Output the lines below as a numbered list, omitting any blank lines.

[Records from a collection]

=-=-=-=-=

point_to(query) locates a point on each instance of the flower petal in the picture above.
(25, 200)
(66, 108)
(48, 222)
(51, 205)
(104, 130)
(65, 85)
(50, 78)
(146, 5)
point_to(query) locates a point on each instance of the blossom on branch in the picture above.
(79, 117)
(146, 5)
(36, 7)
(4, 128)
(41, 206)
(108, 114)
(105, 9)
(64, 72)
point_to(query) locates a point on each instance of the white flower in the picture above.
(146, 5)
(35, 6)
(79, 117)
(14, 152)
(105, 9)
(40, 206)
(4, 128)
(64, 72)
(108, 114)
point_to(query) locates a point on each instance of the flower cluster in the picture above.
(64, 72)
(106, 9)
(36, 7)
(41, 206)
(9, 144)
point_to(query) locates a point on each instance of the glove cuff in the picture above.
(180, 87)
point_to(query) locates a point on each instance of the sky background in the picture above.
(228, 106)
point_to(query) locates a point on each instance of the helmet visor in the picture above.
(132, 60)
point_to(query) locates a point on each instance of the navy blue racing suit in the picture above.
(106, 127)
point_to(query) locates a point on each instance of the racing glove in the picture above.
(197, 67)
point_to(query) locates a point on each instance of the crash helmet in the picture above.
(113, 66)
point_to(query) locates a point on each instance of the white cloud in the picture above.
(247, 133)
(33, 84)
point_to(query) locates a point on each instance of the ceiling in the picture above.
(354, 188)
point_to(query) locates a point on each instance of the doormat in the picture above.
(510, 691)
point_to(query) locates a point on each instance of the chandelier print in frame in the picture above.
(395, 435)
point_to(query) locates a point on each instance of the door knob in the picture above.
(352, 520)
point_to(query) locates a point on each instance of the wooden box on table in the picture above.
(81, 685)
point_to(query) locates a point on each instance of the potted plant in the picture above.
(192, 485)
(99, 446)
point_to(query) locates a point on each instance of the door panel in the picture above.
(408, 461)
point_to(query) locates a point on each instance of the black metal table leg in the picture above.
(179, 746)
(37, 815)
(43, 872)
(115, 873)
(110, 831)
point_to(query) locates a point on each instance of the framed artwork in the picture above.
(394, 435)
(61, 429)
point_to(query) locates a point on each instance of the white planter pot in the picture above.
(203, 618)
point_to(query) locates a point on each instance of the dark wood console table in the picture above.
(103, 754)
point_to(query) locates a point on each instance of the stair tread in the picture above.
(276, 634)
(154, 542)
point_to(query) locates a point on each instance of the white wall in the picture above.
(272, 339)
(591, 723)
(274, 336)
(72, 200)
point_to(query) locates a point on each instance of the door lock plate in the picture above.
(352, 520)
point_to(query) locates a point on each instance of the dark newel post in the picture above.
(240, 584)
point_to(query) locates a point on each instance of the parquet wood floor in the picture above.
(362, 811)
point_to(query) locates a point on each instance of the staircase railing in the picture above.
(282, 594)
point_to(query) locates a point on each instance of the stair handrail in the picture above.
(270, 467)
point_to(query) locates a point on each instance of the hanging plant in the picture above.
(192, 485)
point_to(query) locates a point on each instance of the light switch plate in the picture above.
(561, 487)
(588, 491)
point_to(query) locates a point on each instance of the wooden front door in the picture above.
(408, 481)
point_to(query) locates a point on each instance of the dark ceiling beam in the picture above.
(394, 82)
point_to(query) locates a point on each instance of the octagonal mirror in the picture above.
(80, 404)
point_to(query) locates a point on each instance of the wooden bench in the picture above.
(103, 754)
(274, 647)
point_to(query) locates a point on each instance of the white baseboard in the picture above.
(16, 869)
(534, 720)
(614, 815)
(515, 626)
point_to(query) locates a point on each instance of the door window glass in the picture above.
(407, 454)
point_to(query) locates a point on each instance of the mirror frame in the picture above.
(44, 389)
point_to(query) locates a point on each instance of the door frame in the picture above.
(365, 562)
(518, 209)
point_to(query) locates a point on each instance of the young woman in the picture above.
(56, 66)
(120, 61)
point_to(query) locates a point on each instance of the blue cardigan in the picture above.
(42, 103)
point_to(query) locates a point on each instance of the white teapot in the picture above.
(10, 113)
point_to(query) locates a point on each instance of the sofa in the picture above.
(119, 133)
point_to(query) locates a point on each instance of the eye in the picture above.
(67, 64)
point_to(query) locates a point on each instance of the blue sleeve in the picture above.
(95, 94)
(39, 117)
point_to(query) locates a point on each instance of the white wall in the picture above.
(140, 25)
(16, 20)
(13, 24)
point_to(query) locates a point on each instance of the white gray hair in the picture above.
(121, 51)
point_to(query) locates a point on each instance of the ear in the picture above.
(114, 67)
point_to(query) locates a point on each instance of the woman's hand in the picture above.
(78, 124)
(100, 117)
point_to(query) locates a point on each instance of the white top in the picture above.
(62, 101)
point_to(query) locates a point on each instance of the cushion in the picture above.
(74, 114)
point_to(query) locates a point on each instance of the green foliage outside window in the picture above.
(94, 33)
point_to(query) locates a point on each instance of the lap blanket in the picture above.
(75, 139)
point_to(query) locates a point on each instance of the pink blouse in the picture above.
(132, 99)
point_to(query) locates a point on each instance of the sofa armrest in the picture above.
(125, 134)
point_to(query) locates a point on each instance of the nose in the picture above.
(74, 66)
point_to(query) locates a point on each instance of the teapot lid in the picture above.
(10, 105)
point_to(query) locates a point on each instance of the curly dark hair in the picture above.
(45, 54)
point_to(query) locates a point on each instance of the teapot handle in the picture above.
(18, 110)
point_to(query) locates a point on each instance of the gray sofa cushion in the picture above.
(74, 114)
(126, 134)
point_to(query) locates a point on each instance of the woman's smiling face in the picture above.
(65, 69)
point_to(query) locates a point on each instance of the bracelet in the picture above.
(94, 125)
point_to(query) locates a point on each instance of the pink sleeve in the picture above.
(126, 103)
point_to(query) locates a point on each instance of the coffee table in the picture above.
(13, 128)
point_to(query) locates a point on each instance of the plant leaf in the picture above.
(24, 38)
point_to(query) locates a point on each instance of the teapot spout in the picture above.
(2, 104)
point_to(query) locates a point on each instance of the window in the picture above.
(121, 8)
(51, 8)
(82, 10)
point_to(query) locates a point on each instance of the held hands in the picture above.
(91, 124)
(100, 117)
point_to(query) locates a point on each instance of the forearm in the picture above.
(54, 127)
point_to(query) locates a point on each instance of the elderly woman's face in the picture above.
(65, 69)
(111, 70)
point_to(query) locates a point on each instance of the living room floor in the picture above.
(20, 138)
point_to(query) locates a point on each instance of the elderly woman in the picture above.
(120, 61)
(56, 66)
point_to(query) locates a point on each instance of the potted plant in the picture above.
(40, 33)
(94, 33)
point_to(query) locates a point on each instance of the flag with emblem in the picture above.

=-=-=-=-=

◆ **Right answer**:
1. point_to(query) locates a point on each instance of the flower petal in the picture above.
2. (25, 200)
3. (66, 108)
4. (48, 222)
5. (51, 205)
6. (104, 130)
7. (65, 85)
8. (50, 78)
9. (146, 5)
10. point_to(query) locates a point on each instance of the blossom on branch in the picture above.
11. (79, 117)
12. (146, 5)
13. (36, 7)
14. (4, 128)
15. (41, 206)
16. (108, 114)
17. (105, 9)
18. (64, 72)
19. point_to(query) locates a point on each instance of the white flower in the picture above.
20. (146, 5)
21. (35, 6)
22. (79, 117)
23. (14, 152)
24. (105, 9)
25. (40, 206)
26. (4, 128)
27. (64, 72)
28. (108, 114)
29. point_to(query) locates a point on each instance of the flower cluster in the picture above.
30. (64, 72)
31. (106, 9)
32. (36, 7)
33. (41, 206)
34. (9, 144)
35. point_to(query) locates a point on each instance of the glove cuff in the picture above.
36. (180, 87)
37. point_to(query) locates a point on each instance of the sky background in the picture above.
38. (228, 106)
39. point_to(query) locates a point on each instance of the helmet visor in the picture above.
40. (132, 60)
41. point_to(query) locates a point on each instance of the navy blue racing suit in the picture above.
42. (106, 127)
43. point_to(query) locates a point on each instance of the racing glove in the picture above.
44. (197, 67)
45. point_to(query) locates a point on each instance of the crash helmet in the picture above.
46. (113, 66)
47. point_to(query) locates a point on each instance of the white cloud in the picture above.
48. (247, 133)
49. (33, 84)
50. point_to(query) locates a point on each instance of the ceiling in the picture above.
51. (354, 188)
52. point_to(query) locates a point on each instance of the doormat in the picture above.
53. (510, 691)
54. point_to(query) locates a point on each instance of the chandelier print in frame in the picture above.
55. (395, 435)
56. point_to(query) locates a point on each instance of the door knob in the picture above.
57. (352, 520)
58. point_to(query) locates a point on each instance of the wooden box on table in the picture above.
59. (81, 685)
60. point_to(query) locates a point on each instance of the potted plant in the picture above.
61. (192, 485)
62. (99, 446)
63. point_to(query) locates a point on each instance of the door panel in the picture above.
64. (408, 461)
65. point_to(query) locates a point on each instance of the black metal table leg in the picture above.
66. (179, 746)
67. (37, 815)
68. (43, 872)
69. (115, 873)
70. (110, 831)
71. point_to(query) locates a point on each instance of the framed artwork in the picture above.
72. (394, 435)
73. (61, 429)
74. point_to(query) locates a point on each instance of the white planter pot in the picture above.
75. (203, 618)
76. point_to(query) locates a point on each instance of the dark wood console table in the picture above.
77. (103, 754)
78. point_to(query) locates a point on each instance of the stair tread in the picture above.
79. (276, 634)
80. (154, 542)
81. point_to(query) locates a point on each instance of the white wall in the picture above.
82. (272, 339)
83. (591, 723)
84. (274, 336)
85. (72, 200)
86. point_to(query) locates a point on each instance of the door lock plate in the picture above.
87. (352, 520)
88. point_to(query) locates a point on each instance of the dark newel post in the picture above.
89. (240, 584)
90. point_to(query) locates a point on each instance of the parquet wood floor in the picture above.
91. (362, 811)
92. point_to(query) locates a point on each instance of the staircase railing in the picture above.
93. (282, 594)
94. point_to(query) locates a point on each instance of the stair handrail in the picture above.
95. (270, 467)
96. point_to(query) locates a point on each instance of the hanging plant in the picture above.
97. (192, 485)
98. point_to(query) locates a point on each instance of the light switch plate in the picture above.
99. (561, 487)
100. (588, 491)
101. point_to(query) locates a point on each instance of the wooden front door in the picture above.
102. (408, 481)
103. point_to(query) locates a point on each instance of the dark ceiling beam in the picture above.
104. (394, 82)
105. point_to(query) locates a point on each instance of the octagonal mirror in the picture above.
106. (80, 404)
107. point_to(query) locates a point on each instance of the wooden bench in the picture above.
108. (103, 754)
109. (274, 647)
110. point_to(query) locates a point on each instance of the white baseboard in the picture above.
111. (16, 869)
112. (534, 720)
113. (614, 815)
114. (515, 626)
115. point_to(query) locates a point on each instance of the door window glass in the picture above.
116. (407, 454)
117. point_to(query) locates a point on each instance of the mirror frame in the picture above.
118. (44, 389)
119. point_to(query) locates a point on each instance of the door frame in the picture above.
120. (365, 562)
121. (518, 209)
122. point_to(query) locates a point on each instance of the young woman in the picture above.
123. (56, 66)
124. (120, 61)
125. point_to(query) locates a point on each instance of the blue cardigan in the picture above.
126. (42, 103)
127. point_to(query) locates a point on each instance of the white teapot in the picture above.
128. (10, 113)
129. point_to(query) locates a point on each instance of the sofa in the picture above.
130. (119, 133)
131. point_to(query) locates a point on each instance of the eye in the picture above.
132. (67, 64)
133. point_to(query) locates a point on each instance of the blue sleeve in the picture above.
134. (95, 94)
135. (39, 117)
136. point_to(query) locates a point on each instance of the white wall in the picture above.
137. (140, 25)
138. (16, 20)
139. (13, 24)
140. point_to(query) locates a point on each instance of the white gray hair in the picture above.
141. (121, 51)
142. point_to(query) locates a point on each instance of the ear in the picture above.
143. (114, 67)
144. point_to(query) locates a point on each instance of the woman's hand in the picture above.
145. (78, 124)
146. (100, 117)
147. point_to(query) locates a point on each instance of the white top in the picture above.
148. (62, 101)
149. point_to(query) locates a point on each instance of the cushion in the picture above.
150. (74, 114)
151. point_to(query) locates a point on each instance of the green foliage outside window in the picture above.
152. (94, 33)
153. point_to(query) locates a point on each instance of the lap blanket in the picture above.
154. (75, 139)
155. point_to(query) locates a point on each instance of the pink blouse in the picture above.
156. (132, 99)
157. point_to(query) locates a point on each instance of the sofa armrest in the picture above.
158. (125, 134)
159. point_to(query) locates a point on each instance of the nose in the picture above.
160. (74, 66)
161. point_to(query) locates a point on each instance of the teapot lid in the picture above.
162. (10, 105)
163. point_to(query) locates a point on each instance of the curly dark hair in the picture above.
164. (45, 54)
165. point_to(query) locates a point on each instance of the teapot handle in the picture above.
166. (18, 110)
167. point_to(query) locates a point on each instance of the gray sofa cushion in the picture above.
168. (74, 114)
169. (126, 134)
170. point_to(query) locates a point on each instance of the woman's smiling face in the picture above.
171. (65, 69)
172. point_to(query) locates a point on each instance of the bracelet in the picture above.
173. (94, 125)
174. point_to(query) locates a point on each instance of the pink sleeve in the picture above.
175. (126, 103)
176. point_to(query) locates a point on each instance of the coffee table in the picture above.
177. (13, 128)
178. point_to(query) locates a point on each instance of the plant leaf in the picture above.
179. (24, 38)
180. point_to(query) locates a point on each instance of the teapot spout in the picture above.
181. (2, 104)
182. point_to(query) locates a point on each instance of the window in the picture above.
183. (121, 8)
184. (51, 8)
185. (82, 10)
186. point_to(query) locates a point on each instance of the held hands in the picture above.
187. (91, 124)
188. (100, 117)
189. point_to(query) locates a point on each instance of the forearm in the picture above.
190. (54, 127)
191. point_to(query) locates a point on each instance of the elderly woman's face in the picture above.
192. (65, 69)
193. (111, 70)
194. point_to(query) locates a point on each instance of the living room floor in the picture above.
195. (20, 138)
196. point_to(query) locates a point on each instance of the elderly woman in the picture above.
197. (120, 61)
198. (56, 66)
199. point_to(query) locates a point on each instance of the potted plant in the picture above.
200. (40, 33)
201. (94, 33)
202. point_to(query) locates a point on each instance of the flag with emblem in the picture above.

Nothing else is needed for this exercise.